(Task description): Your answer should repeat every record verbatim.

(Data for processing):
((
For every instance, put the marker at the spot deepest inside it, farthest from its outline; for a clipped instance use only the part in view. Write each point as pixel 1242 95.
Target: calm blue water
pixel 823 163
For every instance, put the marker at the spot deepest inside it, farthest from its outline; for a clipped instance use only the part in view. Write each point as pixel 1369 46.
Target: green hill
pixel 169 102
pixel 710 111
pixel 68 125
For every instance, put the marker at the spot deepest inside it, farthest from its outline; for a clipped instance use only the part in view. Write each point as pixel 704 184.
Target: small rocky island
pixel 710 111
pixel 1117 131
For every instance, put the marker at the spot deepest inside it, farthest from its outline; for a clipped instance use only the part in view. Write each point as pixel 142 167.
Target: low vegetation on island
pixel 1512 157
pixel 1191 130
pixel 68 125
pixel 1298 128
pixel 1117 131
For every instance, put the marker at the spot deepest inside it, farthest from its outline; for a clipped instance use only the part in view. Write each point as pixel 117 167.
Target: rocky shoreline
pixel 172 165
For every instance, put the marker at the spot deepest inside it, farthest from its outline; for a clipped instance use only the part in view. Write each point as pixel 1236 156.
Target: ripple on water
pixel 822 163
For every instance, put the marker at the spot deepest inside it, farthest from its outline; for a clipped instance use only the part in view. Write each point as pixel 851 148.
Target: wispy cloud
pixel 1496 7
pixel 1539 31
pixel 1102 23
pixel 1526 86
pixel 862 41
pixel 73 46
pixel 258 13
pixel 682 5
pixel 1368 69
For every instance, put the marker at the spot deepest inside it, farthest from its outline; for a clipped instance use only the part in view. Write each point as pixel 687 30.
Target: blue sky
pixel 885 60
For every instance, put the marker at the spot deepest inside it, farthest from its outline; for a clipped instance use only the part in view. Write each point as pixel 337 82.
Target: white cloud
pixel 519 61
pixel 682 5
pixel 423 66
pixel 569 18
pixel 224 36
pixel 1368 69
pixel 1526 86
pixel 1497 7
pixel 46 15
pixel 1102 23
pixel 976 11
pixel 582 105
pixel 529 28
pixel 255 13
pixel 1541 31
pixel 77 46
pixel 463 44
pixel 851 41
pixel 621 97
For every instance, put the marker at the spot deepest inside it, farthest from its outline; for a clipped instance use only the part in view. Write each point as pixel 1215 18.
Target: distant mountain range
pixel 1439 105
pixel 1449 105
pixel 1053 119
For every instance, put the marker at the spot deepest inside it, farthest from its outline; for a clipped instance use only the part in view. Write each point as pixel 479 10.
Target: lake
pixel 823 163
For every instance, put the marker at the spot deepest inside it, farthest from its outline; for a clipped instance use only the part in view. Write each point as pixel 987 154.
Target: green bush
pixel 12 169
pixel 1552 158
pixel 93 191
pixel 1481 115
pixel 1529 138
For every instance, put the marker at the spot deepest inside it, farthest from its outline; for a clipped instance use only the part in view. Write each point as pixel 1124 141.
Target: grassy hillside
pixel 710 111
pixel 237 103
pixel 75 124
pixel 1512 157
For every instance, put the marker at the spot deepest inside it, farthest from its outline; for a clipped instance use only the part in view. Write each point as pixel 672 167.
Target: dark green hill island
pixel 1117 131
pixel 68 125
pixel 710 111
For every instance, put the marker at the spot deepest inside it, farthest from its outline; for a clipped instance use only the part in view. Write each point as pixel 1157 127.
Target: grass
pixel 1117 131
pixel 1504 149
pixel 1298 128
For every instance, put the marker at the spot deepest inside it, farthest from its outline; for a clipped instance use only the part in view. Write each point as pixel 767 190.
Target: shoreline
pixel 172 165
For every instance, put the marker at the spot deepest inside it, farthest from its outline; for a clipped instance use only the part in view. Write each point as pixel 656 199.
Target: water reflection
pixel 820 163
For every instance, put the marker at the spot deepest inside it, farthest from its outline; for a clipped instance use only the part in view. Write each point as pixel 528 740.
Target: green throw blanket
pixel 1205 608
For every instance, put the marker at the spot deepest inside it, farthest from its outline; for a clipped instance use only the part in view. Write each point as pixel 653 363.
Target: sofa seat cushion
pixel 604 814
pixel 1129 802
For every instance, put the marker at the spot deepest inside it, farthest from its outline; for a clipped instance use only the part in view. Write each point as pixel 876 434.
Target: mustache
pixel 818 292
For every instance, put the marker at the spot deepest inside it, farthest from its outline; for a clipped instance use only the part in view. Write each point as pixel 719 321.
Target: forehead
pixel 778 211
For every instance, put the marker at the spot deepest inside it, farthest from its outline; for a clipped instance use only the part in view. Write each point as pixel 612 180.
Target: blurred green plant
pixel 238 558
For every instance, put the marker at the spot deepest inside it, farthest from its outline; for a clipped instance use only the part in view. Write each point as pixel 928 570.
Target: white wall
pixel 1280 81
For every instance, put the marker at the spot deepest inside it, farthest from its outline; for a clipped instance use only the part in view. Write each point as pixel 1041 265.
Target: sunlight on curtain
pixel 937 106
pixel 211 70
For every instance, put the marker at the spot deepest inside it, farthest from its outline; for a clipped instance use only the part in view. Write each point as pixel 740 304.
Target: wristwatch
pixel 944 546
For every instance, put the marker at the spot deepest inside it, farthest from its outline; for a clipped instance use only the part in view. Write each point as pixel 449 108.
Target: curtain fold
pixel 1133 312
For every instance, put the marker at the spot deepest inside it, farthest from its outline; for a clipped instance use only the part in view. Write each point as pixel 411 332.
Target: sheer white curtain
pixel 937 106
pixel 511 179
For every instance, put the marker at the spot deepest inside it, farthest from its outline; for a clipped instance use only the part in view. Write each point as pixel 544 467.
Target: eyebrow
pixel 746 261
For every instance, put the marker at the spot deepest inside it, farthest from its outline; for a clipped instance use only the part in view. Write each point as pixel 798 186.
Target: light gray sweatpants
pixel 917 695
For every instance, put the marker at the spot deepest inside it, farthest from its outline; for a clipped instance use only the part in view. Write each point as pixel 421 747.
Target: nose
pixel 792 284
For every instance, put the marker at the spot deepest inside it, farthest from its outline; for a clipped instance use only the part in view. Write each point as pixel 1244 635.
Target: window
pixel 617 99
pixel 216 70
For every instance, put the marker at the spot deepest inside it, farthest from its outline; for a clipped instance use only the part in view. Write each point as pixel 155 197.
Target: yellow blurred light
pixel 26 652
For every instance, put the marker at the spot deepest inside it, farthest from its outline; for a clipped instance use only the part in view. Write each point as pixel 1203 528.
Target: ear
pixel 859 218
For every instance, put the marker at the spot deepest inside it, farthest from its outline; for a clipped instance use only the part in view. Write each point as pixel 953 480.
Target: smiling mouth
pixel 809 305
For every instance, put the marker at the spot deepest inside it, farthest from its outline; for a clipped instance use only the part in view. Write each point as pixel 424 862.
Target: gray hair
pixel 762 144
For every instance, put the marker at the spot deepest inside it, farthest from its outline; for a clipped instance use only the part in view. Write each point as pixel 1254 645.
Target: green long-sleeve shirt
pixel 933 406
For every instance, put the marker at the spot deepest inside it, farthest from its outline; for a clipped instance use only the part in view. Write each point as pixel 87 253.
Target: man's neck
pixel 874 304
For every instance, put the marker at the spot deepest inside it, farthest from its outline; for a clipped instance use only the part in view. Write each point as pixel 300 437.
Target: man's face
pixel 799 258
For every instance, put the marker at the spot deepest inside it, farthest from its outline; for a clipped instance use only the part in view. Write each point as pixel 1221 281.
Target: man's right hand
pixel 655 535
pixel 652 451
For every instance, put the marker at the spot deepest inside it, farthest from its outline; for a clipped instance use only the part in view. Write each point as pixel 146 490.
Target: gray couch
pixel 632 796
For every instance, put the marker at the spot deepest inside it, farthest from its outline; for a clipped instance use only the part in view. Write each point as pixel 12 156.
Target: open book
))
(Your solution):
For every instance, put the marker at the spot deepest inside it, farthest from its outline; for a clipped instance use only the part in view. Write each point as pixel 1242 95.
Target: calm blue water
pixel 823 163
For every instance, put the marker at the spot deepest inside it, farthest from its outline; for a clipped instance use only the part in view. Write each point as pixel 1369 46.
Target: green hill
pixel 169 102
pixel 710 111
pixel 68 125
For every instance, put the marker at the spot deepest inside it, farthest from its outline; for a clipped instance use only the part in view. Write each point as pixel 704 184.
Target: small rocky island
pixel 710 111
pixel 1117 131
For every instance, put the marker at the spot deepest inside it, farthest from its outline; for a clipped instance use only the part in view. Write each point as pixel 142 167.
Target: low vegetation on island
pixel 1512 157
pixel 1191 130
pixel 68 125
pixel 1298 128
pixel 1117 131
For every instance, put the marker at the spot deepest inside it, farthest from its outline; for a clipped instance use only the part in view. Write each point as pixel 117 167.
Target: rocky shoreline
pixel 172 165
For every instance, put the marker at the spot deepest inside it, farthest from its outline; for a clipped instance use only the part in view. Write each point as pixel 1236 156.
Target: ripple on water
pixel 822 163
For every instance, put the marker at the spot deepest inside it, farthest from its outline; for a clipped instance use only the part in view. Write each point as pixel 851 148.
Target: wispy cloud
pixel 1496 7
pixel 1539 31
pixel 1102 23
pixel 1526 86
pixel 862 41
pixel 73 46
pixel 258 13
pixel 682 5
pixel 1368 69
For every instance, put the marker at the spot deepest inside it, farthest from its outline; for a clipped instance use only the part in view. Write each point as pixel 687 30.
Target: blue sky
pixel 885 60
For every instance, put the marker at the spot deepest inside it, farthest from its outline; for a clipped instance use only the part in view. Write each point as pixel 337 82.
Target: white cloud
pixel 519 61
pixel 682 5
pixel 423 66
pixel 569 18
pixel 224 36
pixel 1368 69
pixel 1526 86
pixel 1497 7
pixel 46 15
pixel 1102 23
pixel 976 11
pixel 582 105
pixel 529 28
pixel 255 13
pixel 1541 31
pixel 77 46
pixel 463 44
pixel 851 41
pixel 621 97
For every instance, put the marker at the spot deepest inside it, farthest from its outline; for a clipped instance use only the part in view. Write each point as pixel 1215 18.
Target: distant mountain range
pixel 1439 105
pixel 1449 105
pixel 1053 119
For every instance, put the marker at the spot deepest inside it, farthest from its outline; for a clipped instance use only the part in view. Write each point as pixel 479 10.
Target: lake
pixel 823 163
For every instance, put the marker at the spot deepest inside it, farthest from its outline; for a clipped instance use only the part in view. Write each point as pixel 987 154.
Target: green bush
pixel 12 169
pixel 1552 158
pixel 93 191
pixel 1481 115
pixel 1529 138
For every instance, put the marker at the spot deepest inside it, farthest from its outline; for a clipped instance use only the part in view. Write each point as pixel 1124 141.
Target: grassy hillside
pixel 710 111
pixel 237 103
pixel 75 124
pixel 1512 157
For every instance, put the marker at the spot deepest inside it, farthest from its outline; for a clipped instance use only the part in view. Write each point as pixel 672 167.
Target: dark green hill island
pixel 1117 131
pixel 68 125
pixel 710 111
For every instance, put the marker at the spot deepest inside it, farthest from its outline; for a clipped instance use only the part in view. Write each point as pixel 1157 127.
Target: grass
pixel 1117 131
pixel 1504 149
pixel 1298 128
For every instance, put the marker at the spot deepest inside it, farthest from its outline; for a clipped instance use only the part in view. Write each point as pixel 767 190.
Target: shoreline
pixel 172 165
For every instance, put the marker at the spot deepest inside it, farthest from its outline; for a clipped instance use only the part in view. Write each point as pixel 656 199.
Target: water reflection
pixel 820 163
For every instance, put the marker at the spot deepest inside it, farthest from its outline; for a clipped instance use only the part in view. Write each point as pixel 528 740.
Target: green throw blanket
pixel 1205 608
For every instance, put the marker at the spot deepest inside it, farthest from its outline; for a clipped instance use only the part in view. Write each point as pixel 653 363.
Target: sofa seat cushion
pixel 604 814
pixel 1129 802
For every instance, put the marker at the spot deepest inside it, farthest from its outline; for a clipped instance use only the part in view. Write each point as pixel 876 434.
Target: mustache
pixel 818 292
For every instance, put the marker at the spot deepest inside it, farthest from its outline; for a clipped instance use only the part in view. Write each point as pixel 719 321.
Target: forehead
pixel 778 211
For every instance, put the marker at the spot deepest inside it, farthest from its outline; for a clipped instance use only the part in view. Write each point as pixel 612 180.
Target: blurred green plant
pixel 238 558
For every instance, put the marker at the spot deepest inside it, farthest from its outline; for a clipped instance use only the part in view. Write each point as pixel 928 570.
Target: white wall
pixel 1280 81
For every instance, put the marker at the spot deepest inside it, farthest from its outline; for a clipped instance use only the part in view. Write each point as pixel 1041 265.
Target: sunlight on curtain
pixel 937 106
pixel 211 70
For every instance, put the marker at the spot deepest inside it, farthest from its outline; for a clipped instance use only the part in view. Write each point as pixel 740 304.
Target: wristwatch
pixel 944 546
For every instance, put the marker at the spot deepest inside it, farthest from its outline; for a clipped instance use only the part in view. Write each point as pixel 449 108.
Target: curtain fold
pixel 1133 312
For every instance, put the marker at the spot deepest inside it, farthest from its outline; for a clipped instance use only the part in view. Write each point as pixel 411 332.
Target: sheer white curtain
pixel 937 106
pixel 511 179
For every instance, put the marker at the spot deepest inside it, farthest from its outline; for a clipped instance use only the part in view. Write each point as pixel 544 467.
Target: eyebrow
pixel 746 261
For every instance, put the marker at the spot deepest inside it, farthest from its outline; for a clipped instance use only the part in view. Write each point as pixel 798 186.
Target: light gray sweatpants
pixel 917 695
For every instance, put the marker at the spot deepest inside it, farthest from its outline; for a clipped instance use only the part in view. Write each point as pixel 421 747.
Target: nose
pixel 792 284
For every instance, put the marker at the spot deepest inside it, farthest from its outline; for a clipped instance use only the part in view. Write each point as pixel 1244 635.
Target: window
pixel 617 99
pixel 216 70
For every instance, put the marker at the spot deepest inside it, farthest from its outline; for a clipped instance use only the part in view. Write each point as pixel 155 197.
Target: yellow blurred light
pixel 26 652
For every instance, put the marker at the spot deepest inside it, farthest from its outline; for a clipped instance use only the part in view. Write each point as pixel 1203 528.
Target: ear
pixel 859 218
For every instance, put the marker at the spot deepest inside it, farthest from its outline; for a clipped instance use only the part in view. Write each point as pixel 953 480.
Target: smiling mouth
pixel 809 305
For every instance, put the marker at the spot deepest inside it, farthest from its outline; for a clipped instance use only the part in view. Write each point as pixel 424 862.
Target: gray hair
pixel 762 144
For every instance, put the marker at the spot deepest inside it, farthest from its outline; for a clipped instance use only the part in view. Write each point as pixel 1254 645.
Target: green long-sleeve shirt
pixel 933 406
For every instance, put the marker at the spot deepest inside it, farthest from its outline; for a clipped instance use only the part in view. Write each point as pixel 87 253.
Target: man's neck
pixel 874 304
For every instance, put the marker at the spot deepest inside it, farthest from its outline; for a clipped instance use only the part in view. Write each point as pixel 300 437.
Target: man's face
pixel 799 258
For every instance, put the marker at the spot deepest inside it, farthest from its outline; for a clipped instance use only the part in view. Write each point as pixel 1221 281.
Target: man's right hand
pixel 655 535
pixel 652 451
For every instance, put the marker at the spot deepest inside it, farthest from its outline; for a clipped instance use only the part in view. Write each point as pixel 146 490.
Target: gray couch
pixel 632 796
For every instance, put the marker at the spot deepest inside it, farthest from its outline; for a clipped instance use only the part in view. Write each point as pixel 12 156.
Target: open book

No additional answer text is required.